**Task objective**
Change "white cloud" to "cumulus cloud" in the part of the records that opens with the line containing "Spot molded stone plinth in this frame." and closes with the line containing "0 0 331 523", and give that part again with every other word unchanged.

**Supplied information**
****************************************

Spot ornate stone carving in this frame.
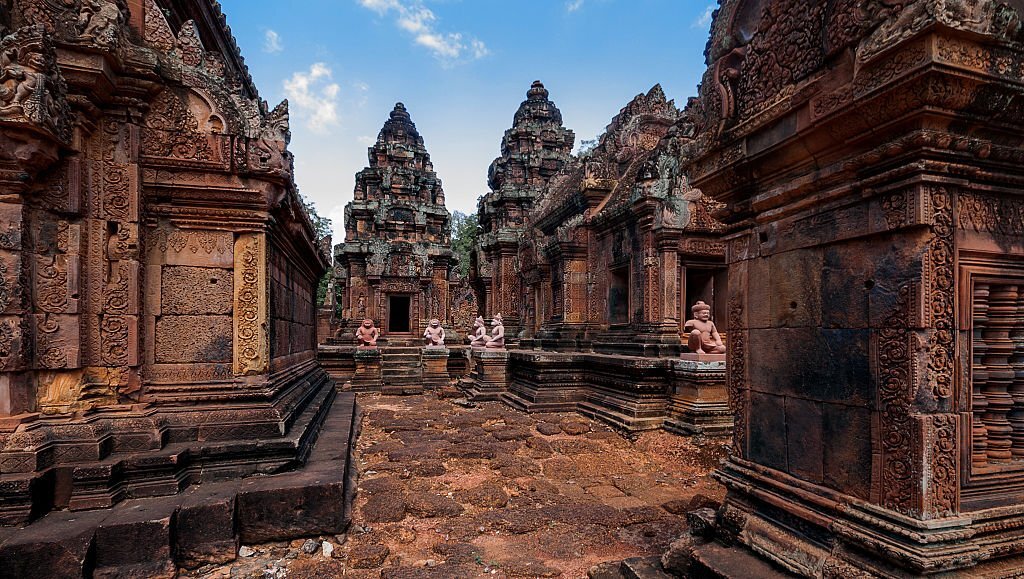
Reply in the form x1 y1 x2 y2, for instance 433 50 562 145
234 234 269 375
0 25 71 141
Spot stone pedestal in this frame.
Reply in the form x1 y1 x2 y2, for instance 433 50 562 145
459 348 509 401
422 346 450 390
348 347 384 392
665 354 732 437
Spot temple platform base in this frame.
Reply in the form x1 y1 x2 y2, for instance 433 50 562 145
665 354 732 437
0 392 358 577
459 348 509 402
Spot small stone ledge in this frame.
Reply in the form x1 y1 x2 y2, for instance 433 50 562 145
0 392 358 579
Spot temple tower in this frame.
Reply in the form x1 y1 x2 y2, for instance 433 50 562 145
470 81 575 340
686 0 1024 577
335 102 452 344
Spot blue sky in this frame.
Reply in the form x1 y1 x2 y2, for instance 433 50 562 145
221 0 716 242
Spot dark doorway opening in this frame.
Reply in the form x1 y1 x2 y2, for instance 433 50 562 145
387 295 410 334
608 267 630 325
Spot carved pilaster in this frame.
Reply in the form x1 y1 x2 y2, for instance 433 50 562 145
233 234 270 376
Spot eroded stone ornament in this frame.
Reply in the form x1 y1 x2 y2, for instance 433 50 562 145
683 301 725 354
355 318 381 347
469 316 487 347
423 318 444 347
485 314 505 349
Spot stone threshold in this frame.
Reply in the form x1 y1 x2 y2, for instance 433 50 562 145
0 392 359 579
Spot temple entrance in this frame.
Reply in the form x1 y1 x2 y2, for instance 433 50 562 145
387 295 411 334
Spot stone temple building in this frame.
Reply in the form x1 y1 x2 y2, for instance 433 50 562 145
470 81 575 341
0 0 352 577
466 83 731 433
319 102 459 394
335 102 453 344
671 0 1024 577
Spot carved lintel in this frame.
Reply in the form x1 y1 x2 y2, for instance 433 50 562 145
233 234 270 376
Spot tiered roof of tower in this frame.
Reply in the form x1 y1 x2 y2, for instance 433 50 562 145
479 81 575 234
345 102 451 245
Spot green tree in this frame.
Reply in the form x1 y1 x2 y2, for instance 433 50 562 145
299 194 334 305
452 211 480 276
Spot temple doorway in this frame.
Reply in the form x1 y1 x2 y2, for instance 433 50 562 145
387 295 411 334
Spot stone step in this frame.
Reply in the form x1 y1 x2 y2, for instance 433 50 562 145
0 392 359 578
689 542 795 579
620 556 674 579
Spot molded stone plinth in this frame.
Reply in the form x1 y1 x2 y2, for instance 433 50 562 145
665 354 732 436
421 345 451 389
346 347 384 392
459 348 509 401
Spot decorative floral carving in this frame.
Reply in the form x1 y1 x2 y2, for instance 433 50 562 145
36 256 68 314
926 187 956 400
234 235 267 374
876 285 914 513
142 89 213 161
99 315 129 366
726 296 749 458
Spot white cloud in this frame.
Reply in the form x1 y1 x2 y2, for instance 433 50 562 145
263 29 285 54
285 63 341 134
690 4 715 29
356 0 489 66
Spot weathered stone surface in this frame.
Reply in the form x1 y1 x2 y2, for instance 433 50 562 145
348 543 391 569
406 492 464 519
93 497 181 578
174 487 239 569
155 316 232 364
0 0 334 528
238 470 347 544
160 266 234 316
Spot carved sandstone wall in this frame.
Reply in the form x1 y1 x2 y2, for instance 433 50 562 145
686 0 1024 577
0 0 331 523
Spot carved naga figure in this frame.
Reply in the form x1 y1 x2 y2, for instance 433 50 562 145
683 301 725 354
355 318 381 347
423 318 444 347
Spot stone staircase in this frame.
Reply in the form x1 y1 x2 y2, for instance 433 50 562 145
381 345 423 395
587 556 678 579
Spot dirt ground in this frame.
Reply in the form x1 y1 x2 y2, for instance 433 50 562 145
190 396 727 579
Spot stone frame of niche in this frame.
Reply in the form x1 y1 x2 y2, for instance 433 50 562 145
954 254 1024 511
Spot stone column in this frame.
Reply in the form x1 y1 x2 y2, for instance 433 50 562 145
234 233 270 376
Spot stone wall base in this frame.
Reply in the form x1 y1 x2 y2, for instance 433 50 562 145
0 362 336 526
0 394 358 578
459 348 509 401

****************************************

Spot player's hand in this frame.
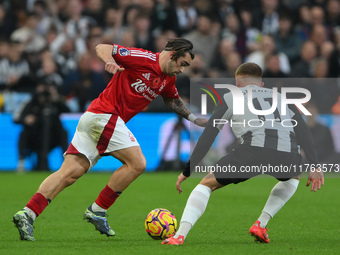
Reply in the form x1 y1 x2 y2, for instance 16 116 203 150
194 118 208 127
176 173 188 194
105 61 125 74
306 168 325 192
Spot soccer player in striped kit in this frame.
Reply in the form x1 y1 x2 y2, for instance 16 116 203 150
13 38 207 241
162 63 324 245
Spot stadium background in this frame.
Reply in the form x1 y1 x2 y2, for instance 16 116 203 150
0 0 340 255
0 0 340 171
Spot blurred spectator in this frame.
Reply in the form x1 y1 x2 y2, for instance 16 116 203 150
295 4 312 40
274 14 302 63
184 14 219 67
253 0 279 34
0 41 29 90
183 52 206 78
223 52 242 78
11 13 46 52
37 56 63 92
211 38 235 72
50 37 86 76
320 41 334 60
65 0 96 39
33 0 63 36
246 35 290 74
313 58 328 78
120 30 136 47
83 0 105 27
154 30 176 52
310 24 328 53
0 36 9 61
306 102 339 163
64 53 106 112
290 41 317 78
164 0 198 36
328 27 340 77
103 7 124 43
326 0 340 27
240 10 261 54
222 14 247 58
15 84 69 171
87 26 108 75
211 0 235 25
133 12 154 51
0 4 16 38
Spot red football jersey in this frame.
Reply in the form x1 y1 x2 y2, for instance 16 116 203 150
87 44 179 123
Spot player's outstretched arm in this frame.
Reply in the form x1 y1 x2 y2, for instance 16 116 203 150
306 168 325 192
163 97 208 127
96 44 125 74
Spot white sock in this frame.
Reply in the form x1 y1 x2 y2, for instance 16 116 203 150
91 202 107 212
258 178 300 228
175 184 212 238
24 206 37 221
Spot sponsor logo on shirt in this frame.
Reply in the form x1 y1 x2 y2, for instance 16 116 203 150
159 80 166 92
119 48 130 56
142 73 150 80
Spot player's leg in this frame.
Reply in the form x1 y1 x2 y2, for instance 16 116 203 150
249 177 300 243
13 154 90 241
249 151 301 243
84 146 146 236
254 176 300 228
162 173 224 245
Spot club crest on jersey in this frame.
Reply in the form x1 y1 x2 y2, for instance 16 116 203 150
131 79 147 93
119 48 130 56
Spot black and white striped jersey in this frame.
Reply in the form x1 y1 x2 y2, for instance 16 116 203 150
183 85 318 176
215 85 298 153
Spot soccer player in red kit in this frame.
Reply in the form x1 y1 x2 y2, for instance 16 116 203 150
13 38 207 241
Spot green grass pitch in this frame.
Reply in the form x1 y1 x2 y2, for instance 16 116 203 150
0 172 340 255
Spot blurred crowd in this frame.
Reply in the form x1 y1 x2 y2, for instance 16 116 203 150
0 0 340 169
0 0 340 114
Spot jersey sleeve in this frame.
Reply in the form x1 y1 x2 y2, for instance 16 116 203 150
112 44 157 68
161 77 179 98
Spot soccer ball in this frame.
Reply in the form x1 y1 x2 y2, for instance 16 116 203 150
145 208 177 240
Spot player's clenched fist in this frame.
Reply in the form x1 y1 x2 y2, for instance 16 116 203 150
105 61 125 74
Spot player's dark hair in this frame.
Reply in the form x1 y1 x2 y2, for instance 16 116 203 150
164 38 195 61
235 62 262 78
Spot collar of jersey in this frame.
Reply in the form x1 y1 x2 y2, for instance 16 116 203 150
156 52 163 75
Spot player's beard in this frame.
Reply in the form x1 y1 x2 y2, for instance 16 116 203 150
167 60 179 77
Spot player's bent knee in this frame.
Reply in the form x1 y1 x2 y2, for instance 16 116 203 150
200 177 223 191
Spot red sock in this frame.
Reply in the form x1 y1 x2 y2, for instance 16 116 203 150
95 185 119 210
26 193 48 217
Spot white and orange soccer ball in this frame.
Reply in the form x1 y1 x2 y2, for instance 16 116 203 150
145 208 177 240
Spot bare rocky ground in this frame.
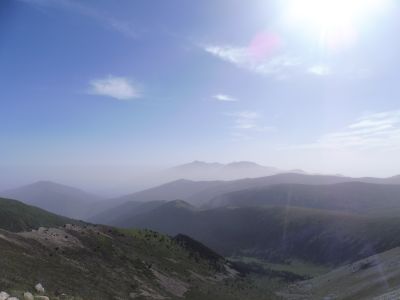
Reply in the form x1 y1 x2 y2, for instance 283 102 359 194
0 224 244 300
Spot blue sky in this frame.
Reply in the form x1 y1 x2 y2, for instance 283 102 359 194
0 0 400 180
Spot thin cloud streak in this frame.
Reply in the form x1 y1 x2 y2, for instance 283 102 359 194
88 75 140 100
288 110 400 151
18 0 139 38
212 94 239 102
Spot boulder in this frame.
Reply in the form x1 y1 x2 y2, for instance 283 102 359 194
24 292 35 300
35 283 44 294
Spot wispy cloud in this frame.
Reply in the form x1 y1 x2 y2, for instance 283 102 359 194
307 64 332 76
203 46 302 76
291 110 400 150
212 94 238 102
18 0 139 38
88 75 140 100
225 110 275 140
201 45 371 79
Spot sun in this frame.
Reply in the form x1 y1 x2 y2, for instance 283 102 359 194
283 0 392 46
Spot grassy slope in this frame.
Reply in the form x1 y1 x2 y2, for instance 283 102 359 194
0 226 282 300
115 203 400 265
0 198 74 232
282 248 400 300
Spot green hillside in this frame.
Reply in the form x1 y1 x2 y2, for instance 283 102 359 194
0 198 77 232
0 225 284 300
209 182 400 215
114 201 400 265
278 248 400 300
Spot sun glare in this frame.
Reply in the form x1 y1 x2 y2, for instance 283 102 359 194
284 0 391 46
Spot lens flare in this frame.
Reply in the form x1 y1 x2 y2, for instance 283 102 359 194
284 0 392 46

****************************************

**Solution to this exercise**
Spot molded stone plinth in this frame.
Reply in the form x1 y1 x2 y2, for instance 433 50 562 145
665 354 732 436
421 345 451 389
346 347 384 392
459 348 509 401
Spot decorative floral carving in this frame.
Reply in the form x1 y1 x2 y2, for instance 433 50 562 145
36 256 68 314
926 187 956 400
234 235 267 374
876 285 914 513
142 89 213 161
99 315 129 366
726 296 749 458
Spot cumulus cloud in this frame.
Reply in the form x1 y1 x2 y2, for instance 433 50 562 145
263 29 285 54
285 63 341 134
690 4 715 29
356 0 489 66
Spot weathered stone surface in this frame.
Reply in the form x1 y1 x2 y2, for instance 433 50 562 145
348 543 391 569
406 492 464 519
93 497 181 578
174 487 239 569
155 316 232 364
0 0 334 528
238 470 347 544
160 266 234 316
Spot carved sandstone wall in this frame.
Reply in the form x1 y1 x2 y2, for instance 433 50 562 145
686 0 1024 577
0 0 331 523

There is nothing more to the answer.